*Texto analizado*:
((

Invierno. Sábado por la mañana. El cielo está cerrado de nubes, el sol ni se vislumbra y el cierzo provoca escalofríos en el más pintado de los transeúntes que recorre la calle Tudela con osadía, desafiando a los elementos.
Entramos en el José Luis a desayunar y, para nuestra sorpresa, a pesar de ser temprano, varios parroquianos han ocupado sus asientos de costumbre en la barra y en las mesas, cada uno en su sitio de siempre, mirando de reojo y con cierto desdén, como el perro que protege, desconfiado, la entrada a su cubil.
El José Luís es el bar taurino por antonomasia de la ciudad. De sus paredes cuelgan como trofeos de caza excelentes fotografías de toros y toreros, y de aficionados, buenos aficionados. También se pueden leer interesantes crónicas de faenas irrepetibles vistas en la plaza de toros de Alfaro y algún cartel antiguo que, por la importancia de los espadas anunciados, se ha convertido ya en incunable obra de arte y objeto de culto para muchos aficionados.
Una vez concluido el desayuno, viajamos a escasos kilómetros hasta el lugar en el que se celebraría el tentadero. Se trata de una población vecina, de fuerte raigambre taurina y cuna de toreros. A pesar de contar con una población no muy numerosa, posee una plaza de toros de buena construcción, recostada parcialmente sobre un muro natural hace más de sesenta años.
Aparcamos el coche. A pesar de ser algo más de las diez y media de la mañana, el ambiente no invita al optimismo y nos enfundamos en nuestros abrigos para capear el frío ribero que recorre silencioso el parque que se abre frente a la plaza de toros envuelto en una corriente de aire nerviosa y juguetona.
De repente, un vehículo se adentra en el parque, pasa a nuestro lado y su conductor nos saluda amablemente. Ya desde lejos, su porte delata al chófer: postura estirada de hidalgas reminiscencias, mirada segura que busca controlar todo cuanto está a su alcance y rostro enjuto pero sereno. Es un torero. Es Diego Urdiales.
Al tiempo que se da salida a la primera de las eralas, las nubes se estiran y permiten que se cuele algún rayo de sol que entinta el cemento de la plaza de un gris perlado que da calidez al entorno.

))

*Pruébalo*:
Prosigue la crónica del tentadero desde el punto en que termina. Los registros son material aparte y no tienen relación con la crónica.

*Datos de origen*:

((

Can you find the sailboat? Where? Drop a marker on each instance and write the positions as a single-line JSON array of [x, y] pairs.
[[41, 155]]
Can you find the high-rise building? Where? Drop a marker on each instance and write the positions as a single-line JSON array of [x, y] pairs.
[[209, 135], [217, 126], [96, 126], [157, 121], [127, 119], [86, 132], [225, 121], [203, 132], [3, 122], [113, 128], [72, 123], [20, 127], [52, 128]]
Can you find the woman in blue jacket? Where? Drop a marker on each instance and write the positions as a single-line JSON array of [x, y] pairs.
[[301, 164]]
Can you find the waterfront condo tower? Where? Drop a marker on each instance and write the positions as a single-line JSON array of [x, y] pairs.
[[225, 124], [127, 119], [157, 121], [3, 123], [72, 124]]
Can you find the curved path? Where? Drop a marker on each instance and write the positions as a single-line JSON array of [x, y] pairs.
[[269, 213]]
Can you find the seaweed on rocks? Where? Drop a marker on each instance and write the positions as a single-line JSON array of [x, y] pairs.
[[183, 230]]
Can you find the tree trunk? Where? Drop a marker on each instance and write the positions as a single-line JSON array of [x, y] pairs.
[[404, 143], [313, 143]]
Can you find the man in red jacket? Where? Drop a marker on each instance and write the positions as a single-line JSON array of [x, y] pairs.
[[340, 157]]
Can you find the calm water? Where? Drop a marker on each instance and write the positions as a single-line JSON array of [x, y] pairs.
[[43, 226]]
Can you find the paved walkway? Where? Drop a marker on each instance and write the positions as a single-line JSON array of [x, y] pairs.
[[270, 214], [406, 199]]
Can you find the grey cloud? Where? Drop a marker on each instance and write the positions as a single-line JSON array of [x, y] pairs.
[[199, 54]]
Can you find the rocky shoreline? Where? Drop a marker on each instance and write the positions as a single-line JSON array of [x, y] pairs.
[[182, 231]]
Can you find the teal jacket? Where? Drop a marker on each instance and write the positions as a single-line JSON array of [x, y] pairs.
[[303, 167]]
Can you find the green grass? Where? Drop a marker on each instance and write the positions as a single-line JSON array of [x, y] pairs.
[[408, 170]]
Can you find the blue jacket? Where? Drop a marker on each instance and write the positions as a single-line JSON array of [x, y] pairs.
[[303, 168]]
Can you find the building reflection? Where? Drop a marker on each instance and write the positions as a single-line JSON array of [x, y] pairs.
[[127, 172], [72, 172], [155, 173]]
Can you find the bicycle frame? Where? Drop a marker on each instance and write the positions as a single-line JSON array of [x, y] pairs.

))

*Resultado obtenido*:
Destacan por su juego la primera erala y el primer eral, a pesar de que en los primeros lances no se acoplan al dictado del torero. Sin embargo, Diego demuestra que la temporada del año pasado no fue una casualidad y los va sometiendo, muletazo a muletazo, hasta que se hace con ellos. A partir de entonces, podemos apreciar el significado de la hondura y la expresión con cada pase del torero, cada vez más templados, llevándolos lejos embebidos en una muleta que maneja con la elegancia del toreo antiguo. Además, para nuestra sorpresa, Diego nos muestra una mejora con la mano izquierda, mostrándose mucho más seguro y consiguiendo unos muletazos que nos hacen saltar en el callejón.
Se nota que hay muchas horas de trabajo tras el cadencioso y preciso vuelo de la muleta al natural y dan buena muestra de que es un torero inconformista, que siempre busca más, mejorar día a día y seguir creciendo desde una humildad innata que le garantiza tener los pies en la tierra para enfrentarse a un futuro que no se presenta con la justicia debida.
La sensación de frío ha desaparecido completamente, ya casi ni recuerdo qué síntomas produce. Es la grandeza del arte de los toros, que a través de calentar el alma, calienta el estado del ánimo y abriga el cuerpo.
Finalizado el tentadero, nos marchamos con ganas de ver más, con esa sensación almibarada en el paladar de quién es tentado a través de los sentidos y se siente a gusto en ese juego. Nos despedimos de Diego y su gente y le deseamos un poco de suerte para la temporada. Es lo único que va a necesitar para triunfar.